• [Bereitgestellter Auszug]:
╭──

Mittlerweile ist mir klar, dass ich ihm nicht helfen kann in seiner Passivität und seinen Minderwertigkeitskomplexen und Versagensängsten und seiner Depression. In der Beziehung war ich die starke, auch dominante und er der Verschlossene. Ich habe ihn mehrmals darauf angesprochen, dass es mir mit dieser Rolle nicht gut geht, weil ich ständig das Gefühl habe, alles allein entscheiden zu müssen und dabei seine Wünsche zu übergehen, wenn er sie nicht äußert. Es ist daraufhin aber nichts passiert. Er ist dran, er muss was tun. Das wird ein weiter Weg, ich rechne nicht mehr in Tagen, sondern in Monaten. Käme er jetzt zurück, ich würde mich noch gar nicht bereit fühlen. Alles, was an Vertrauen da war, ist weg. Wir brauchen Zeit.
Trotzdem habe ich das starke Bedürfnis, zurückzuschreiben.
Wie seht ihr diese Nachrichten an, die er schreibt, wie interpretiert ihr sie?
Ich würde ihm gern mit einer kurzen, neutralen Mail antworten, dass ich viel zu tun habe, mir der Abstand gut tut, ich die Trennung verarbeite und meine Gefühle sortieren kann. Ich möchte ihm weder Vorwürfe machen, noch mein Herz ausschütten noch ihm zeigen dass ich immer noch verfügbar wäre. Aber ich fände es auch unanständig, auf all seine Nachrichten überhaupt nicht zu antworten.

╰──

• [Die Aufgaben]:
1. Entnimm dem Auszug über die Trennung die Passage, die bei den Worten „Mittlerweile ist mir“ beginnt und nach den Worten „starke Bedürfnis, zurückzuschreiben.“ endet.
2. Worin rechnet die schreibende Person laut dem Auszug über die Trennung nicht mehr, und worin rechnet sie stattdessen?
3. Führe den Auszug über die Trennung im Anschluss an seinen letzten Satz weiter.
Die Zeilen sind eigenständiges Material und gehören nicht zum Auszug über die Trennung.

• [Extrahierte Daten]:
╭──

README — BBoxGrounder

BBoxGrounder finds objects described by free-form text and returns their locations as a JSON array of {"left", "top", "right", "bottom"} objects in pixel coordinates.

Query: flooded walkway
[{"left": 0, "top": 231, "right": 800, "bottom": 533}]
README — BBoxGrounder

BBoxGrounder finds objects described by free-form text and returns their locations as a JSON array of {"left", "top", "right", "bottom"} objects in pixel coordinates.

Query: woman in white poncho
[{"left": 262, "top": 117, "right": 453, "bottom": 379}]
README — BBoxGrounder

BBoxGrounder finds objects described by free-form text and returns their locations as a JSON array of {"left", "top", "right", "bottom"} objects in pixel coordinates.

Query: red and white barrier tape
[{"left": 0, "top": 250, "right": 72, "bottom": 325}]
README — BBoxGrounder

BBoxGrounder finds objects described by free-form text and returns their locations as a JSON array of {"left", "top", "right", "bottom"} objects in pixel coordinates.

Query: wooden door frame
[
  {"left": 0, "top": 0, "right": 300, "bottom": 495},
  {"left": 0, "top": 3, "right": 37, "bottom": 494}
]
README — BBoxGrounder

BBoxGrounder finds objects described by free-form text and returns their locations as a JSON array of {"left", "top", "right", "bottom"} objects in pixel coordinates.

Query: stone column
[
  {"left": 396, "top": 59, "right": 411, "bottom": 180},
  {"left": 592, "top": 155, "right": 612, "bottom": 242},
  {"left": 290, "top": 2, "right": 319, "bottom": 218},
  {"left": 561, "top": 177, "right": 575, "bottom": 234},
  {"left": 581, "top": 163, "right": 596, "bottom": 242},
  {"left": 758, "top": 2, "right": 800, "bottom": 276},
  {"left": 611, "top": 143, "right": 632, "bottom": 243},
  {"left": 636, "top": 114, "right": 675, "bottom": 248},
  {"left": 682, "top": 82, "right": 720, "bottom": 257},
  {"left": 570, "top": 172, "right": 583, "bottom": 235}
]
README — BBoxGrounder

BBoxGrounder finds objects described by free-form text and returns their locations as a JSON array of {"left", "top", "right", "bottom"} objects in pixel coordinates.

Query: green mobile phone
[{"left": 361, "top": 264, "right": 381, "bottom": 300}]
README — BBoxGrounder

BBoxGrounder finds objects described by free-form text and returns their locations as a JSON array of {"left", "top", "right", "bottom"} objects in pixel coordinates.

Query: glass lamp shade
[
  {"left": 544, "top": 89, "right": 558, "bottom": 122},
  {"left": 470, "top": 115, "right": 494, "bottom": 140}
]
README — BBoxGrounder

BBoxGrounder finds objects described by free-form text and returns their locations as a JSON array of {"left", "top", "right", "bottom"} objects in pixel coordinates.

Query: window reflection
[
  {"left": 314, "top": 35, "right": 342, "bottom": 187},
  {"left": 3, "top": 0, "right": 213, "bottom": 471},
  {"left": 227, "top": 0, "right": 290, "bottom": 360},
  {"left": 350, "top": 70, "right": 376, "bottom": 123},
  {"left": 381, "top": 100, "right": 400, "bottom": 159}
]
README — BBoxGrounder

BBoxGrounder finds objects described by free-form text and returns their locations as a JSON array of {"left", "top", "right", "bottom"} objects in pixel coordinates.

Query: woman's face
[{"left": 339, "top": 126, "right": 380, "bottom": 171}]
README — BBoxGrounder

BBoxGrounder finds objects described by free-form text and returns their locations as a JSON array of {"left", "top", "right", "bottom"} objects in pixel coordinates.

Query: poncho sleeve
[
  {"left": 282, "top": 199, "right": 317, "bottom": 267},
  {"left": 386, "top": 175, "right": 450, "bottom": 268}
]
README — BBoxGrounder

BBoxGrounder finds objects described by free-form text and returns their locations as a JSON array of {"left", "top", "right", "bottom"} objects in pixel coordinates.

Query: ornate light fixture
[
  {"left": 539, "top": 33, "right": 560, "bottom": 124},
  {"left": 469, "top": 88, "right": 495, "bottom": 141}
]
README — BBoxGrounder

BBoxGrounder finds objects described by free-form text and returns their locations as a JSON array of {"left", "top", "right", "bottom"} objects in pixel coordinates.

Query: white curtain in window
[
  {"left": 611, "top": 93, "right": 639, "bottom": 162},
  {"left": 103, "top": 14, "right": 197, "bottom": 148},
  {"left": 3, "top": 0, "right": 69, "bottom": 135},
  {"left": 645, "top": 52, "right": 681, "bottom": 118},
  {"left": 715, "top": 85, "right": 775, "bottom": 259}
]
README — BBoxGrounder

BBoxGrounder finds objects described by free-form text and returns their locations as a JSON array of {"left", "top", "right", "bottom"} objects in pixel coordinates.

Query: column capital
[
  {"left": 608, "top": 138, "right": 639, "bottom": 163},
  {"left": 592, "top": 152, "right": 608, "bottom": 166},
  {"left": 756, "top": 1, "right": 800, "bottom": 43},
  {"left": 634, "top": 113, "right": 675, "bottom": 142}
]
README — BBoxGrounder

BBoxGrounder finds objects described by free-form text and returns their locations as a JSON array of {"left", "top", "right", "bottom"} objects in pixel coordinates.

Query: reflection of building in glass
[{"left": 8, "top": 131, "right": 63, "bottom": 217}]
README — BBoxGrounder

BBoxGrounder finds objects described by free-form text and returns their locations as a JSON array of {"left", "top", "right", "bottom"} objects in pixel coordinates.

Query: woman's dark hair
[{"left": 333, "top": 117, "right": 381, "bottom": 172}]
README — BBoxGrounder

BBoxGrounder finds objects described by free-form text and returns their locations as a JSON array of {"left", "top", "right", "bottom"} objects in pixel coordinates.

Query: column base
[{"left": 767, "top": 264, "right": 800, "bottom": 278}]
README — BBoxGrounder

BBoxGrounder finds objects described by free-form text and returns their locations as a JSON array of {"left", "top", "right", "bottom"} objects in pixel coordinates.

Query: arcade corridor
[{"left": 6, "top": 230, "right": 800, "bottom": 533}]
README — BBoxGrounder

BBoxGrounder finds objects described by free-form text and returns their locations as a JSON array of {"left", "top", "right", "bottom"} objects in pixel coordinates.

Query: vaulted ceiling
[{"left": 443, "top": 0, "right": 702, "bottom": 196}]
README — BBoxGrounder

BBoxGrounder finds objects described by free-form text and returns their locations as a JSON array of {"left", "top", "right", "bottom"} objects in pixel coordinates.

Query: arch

╰──

• [Antworten pro Aufgabe]:
1.
Mittlerweile ist mir klar, dass ich ihm nicht helfen kann in seiner Passivität und seinen Minderwertigkeitskomplexen und Versagensängsten und seiner Depression. In der Beziehung war ich die starke, auch dominante und er der Verschlossene. Ich habe ihn mehrmals darauf angesprochen, dass es mir mit dieser Rolle nicht gut geht, weil ich ständig das Gefühl habe, alles allein entscheiden zu müssen und dabei seine Wünsche zu übergehen, wenn er sie nicht äußert. Es ist daraufhin aber nichts passiert. Er ist dran, er muss was tun. Das wird ein weiter Weg, ich rechne nicht mehr in Tagen, sondern in Monaten. Käme er jetzt zurück, ich würde mich noch gar nicht bereit fühlen. Alles, was an Vertrauen da war, ist weg. Wir brauchen Zeit.
Trotzdem habe ich das starke Bedürfnis, zurückzuschreiben.

2. Nicht mehr in Tagen, sondern in Monaten.

3.
Wie seht ihr das, was ratet ihr mir?
Ein Schritt auf mich zu sind diese Nachrichten von ihm ja nun nicht.
Was soll ich tun? Er ist ja nun auch Trennungstyp zwei. Oder doch eins? Ich habe gelesen, wenn einer viel Angst hat, dann vergeht auch die Liebe. Mh. Ich möchte die KS nicht brechen, aber wenn er sich meldet, sollte man doch auch mal zurückschreiben - sachlich, distanziert. Oder?
Liebe Grüße und kommt gut durch den Tag,
die KatzenKönigin
P.S.: Vielleicht sollte ich aber auch nicht zurückschreiben, nicht einmal sachlich. Er braucht das Gefühl, dass ich ganz weg bin. Ganz weg, für immer.
Oder?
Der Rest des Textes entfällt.